#### [Goal of the exercise]
List every line in the entries below that contains the word "paper". Treat case as significant.

#### [Collected data entries]
══════════════════════════════

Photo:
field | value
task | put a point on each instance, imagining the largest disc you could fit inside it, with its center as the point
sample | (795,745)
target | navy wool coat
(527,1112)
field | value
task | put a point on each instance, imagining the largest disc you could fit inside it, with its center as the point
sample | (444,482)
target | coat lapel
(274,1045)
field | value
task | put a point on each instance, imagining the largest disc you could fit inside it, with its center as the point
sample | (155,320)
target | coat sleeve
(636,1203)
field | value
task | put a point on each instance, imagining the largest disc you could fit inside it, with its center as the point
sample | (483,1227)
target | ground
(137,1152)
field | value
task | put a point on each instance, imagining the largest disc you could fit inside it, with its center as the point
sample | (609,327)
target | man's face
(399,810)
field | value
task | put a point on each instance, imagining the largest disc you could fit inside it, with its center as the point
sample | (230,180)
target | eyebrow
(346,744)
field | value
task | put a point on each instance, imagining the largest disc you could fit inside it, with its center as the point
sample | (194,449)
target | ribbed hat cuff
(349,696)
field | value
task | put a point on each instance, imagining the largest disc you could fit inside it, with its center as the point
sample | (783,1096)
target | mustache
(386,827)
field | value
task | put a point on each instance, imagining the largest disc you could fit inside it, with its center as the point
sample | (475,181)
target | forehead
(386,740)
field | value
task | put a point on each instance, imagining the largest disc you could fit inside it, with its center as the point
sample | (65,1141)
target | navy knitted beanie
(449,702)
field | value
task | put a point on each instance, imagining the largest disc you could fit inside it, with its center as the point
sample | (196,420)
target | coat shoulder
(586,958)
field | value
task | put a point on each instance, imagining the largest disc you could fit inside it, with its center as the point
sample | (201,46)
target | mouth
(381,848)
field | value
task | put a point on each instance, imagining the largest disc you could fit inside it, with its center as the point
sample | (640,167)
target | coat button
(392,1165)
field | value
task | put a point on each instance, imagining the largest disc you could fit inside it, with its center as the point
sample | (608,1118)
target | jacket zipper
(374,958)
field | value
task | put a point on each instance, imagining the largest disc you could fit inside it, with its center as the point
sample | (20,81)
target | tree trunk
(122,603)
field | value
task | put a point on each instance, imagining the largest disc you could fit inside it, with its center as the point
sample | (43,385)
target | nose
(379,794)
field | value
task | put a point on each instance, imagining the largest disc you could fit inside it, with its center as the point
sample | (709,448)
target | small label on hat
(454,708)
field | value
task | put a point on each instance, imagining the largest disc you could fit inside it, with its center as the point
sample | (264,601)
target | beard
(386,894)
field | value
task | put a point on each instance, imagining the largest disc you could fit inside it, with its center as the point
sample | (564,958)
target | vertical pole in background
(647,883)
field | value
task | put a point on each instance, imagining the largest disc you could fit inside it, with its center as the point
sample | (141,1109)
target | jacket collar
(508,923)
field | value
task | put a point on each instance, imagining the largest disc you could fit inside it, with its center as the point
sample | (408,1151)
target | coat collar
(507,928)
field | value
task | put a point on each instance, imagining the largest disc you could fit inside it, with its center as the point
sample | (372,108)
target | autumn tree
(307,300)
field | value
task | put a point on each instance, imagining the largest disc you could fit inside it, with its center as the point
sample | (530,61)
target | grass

══════════════════════════════

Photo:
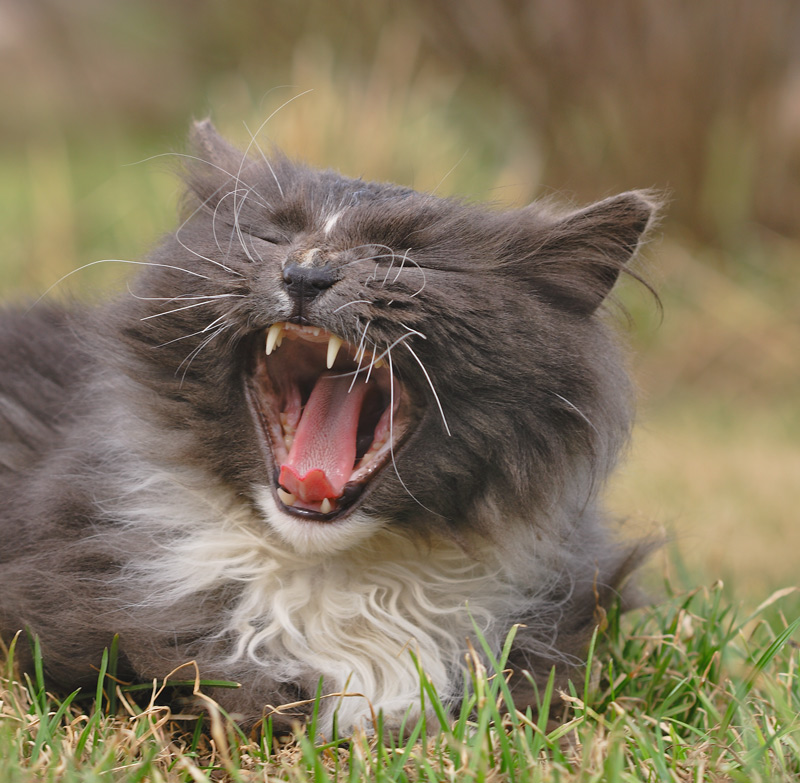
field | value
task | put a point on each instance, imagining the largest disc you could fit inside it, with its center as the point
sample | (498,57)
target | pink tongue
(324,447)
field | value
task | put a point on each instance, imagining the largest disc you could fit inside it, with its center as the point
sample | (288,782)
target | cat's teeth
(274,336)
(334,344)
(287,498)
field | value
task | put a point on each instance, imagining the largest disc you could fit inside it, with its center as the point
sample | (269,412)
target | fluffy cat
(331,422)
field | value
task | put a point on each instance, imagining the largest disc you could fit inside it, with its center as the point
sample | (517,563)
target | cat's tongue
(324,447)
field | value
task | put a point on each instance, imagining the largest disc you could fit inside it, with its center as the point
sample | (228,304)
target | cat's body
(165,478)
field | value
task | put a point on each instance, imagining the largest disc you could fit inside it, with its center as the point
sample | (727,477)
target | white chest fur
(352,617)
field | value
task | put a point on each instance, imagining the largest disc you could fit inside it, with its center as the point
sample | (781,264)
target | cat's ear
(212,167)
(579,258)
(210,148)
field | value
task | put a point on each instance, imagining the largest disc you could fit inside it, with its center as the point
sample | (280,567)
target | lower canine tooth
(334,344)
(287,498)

══════════════════════════════

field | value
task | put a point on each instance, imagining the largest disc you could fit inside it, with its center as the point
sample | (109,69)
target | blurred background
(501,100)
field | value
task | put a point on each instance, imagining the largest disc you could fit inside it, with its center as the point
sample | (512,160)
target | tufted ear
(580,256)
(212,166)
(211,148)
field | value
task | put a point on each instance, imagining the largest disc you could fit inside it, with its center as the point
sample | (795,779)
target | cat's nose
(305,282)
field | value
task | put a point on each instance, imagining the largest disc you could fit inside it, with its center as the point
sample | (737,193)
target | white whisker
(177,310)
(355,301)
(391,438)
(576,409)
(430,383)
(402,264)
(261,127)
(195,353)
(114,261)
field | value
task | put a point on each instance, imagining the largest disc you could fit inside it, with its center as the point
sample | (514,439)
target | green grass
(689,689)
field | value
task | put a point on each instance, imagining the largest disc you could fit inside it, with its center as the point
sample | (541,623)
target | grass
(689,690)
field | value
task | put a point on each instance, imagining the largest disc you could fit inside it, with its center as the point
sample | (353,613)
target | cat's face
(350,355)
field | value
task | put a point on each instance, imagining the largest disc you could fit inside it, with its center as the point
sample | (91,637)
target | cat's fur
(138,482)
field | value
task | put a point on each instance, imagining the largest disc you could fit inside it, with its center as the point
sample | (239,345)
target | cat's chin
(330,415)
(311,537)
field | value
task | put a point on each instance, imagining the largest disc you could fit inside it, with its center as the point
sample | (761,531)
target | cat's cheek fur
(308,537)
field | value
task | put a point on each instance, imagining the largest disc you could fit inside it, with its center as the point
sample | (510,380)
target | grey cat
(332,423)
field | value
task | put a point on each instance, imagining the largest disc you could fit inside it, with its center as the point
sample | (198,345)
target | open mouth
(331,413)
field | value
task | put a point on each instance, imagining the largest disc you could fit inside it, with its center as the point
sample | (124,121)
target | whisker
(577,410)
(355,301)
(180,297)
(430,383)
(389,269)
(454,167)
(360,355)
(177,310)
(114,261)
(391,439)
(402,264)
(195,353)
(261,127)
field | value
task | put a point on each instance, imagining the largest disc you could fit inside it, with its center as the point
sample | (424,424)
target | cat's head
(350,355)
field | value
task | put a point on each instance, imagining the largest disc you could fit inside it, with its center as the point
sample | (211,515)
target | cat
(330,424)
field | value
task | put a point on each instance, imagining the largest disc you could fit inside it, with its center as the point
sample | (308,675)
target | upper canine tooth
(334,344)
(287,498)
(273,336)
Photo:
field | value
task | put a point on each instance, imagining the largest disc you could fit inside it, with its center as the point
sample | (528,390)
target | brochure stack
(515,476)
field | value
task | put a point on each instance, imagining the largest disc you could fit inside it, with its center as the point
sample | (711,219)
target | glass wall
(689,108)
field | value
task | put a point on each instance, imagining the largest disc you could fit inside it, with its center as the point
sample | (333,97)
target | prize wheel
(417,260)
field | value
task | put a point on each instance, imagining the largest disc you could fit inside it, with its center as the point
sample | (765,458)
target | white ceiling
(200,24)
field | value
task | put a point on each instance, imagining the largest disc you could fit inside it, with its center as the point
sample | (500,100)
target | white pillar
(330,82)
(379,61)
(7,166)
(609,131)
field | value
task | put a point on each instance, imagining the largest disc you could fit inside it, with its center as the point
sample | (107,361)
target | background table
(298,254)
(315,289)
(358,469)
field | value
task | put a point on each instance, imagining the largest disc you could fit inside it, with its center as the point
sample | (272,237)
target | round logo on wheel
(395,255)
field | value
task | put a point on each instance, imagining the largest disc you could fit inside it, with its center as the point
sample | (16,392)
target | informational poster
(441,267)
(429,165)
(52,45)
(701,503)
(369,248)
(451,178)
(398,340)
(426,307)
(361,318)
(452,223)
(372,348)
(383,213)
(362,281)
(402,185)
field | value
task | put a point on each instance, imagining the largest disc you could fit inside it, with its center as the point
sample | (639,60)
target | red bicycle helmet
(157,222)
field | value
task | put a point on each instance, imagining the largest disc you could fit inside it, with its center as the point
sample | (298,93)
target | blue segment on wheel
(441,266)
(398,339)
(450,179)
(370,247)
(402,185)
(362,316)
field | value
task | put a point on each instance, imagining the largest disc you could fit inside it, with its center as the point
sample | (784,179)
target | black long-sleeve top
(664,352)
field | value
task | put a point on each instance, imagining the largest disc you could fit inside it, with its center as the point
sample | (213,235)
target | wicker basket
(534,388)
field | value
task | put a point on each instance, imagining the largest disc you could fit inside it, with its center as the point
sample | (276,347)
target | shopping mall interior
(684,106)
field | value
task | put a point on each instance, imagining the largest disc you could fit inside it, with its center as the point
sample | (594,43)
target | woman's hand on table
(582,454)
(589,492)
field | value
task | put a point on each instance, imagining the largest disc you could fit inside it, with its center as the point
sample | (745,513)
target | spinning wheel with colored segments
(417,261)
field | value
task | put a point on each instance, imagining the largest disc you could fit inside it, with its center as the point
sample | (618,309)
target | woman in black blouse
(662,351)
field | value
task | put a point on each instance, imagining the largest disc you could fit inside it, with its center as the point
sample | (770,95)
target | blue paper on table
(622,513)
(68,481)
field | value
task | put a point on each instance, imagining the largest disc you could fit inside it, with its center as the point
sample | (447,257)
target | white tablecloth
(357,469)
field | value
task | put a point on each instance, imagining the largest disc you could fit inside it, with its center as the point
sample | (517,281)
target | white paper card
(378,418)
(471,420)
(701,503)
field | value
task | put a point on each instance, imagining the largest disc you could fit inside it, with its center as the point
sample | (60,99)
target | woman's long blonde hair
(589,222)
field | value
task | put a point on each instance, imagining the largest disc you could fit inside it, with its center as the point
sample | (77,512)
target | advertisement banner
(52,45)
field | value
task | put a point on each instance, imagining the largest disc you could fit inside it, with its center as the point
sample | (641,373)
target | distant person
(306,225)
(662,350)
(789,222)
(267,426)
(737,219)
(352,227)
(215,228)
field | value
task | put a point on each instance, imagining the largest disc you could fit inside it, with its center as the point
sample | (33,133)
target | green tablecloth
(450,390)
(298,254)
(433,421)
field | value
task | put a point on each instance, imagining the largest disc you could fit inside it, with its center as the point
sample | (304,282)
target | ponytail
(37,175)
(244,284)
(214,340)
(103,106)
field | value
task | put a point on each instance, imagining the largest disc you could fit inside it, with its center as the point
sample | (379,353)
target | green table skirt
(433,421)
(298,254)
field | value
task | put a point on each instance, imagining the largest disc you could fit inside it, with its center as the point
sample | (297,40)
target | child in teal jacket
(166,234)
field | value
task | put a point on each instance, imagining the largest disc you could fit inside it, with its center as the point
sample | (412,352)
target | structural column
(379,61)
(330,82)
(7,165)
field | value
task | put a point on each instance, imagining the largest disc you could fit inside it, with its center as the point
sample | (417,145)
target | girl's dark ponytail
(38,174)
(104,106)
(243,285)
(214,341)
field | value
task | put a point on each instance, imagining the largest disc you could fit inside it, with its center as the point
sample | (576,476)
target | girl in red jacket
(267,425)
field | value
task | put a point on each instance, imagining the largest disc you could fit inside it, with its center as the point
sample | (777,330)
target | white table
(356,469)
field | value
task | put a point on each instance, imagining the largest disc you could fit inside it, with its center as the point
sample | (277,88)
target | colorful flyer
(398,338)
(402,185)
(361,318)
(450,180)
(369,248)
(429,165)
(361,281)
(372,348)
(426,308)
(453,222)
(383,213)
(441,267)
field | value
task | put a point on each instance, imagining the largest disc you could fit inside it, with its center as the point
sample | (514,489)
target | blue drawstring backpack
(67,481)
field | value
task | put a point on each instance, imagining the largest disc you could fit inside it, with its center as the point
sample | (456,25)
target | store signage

══════════════════════════════

#### [Solution for this exercise]
target | blue paper on table
target | white paper card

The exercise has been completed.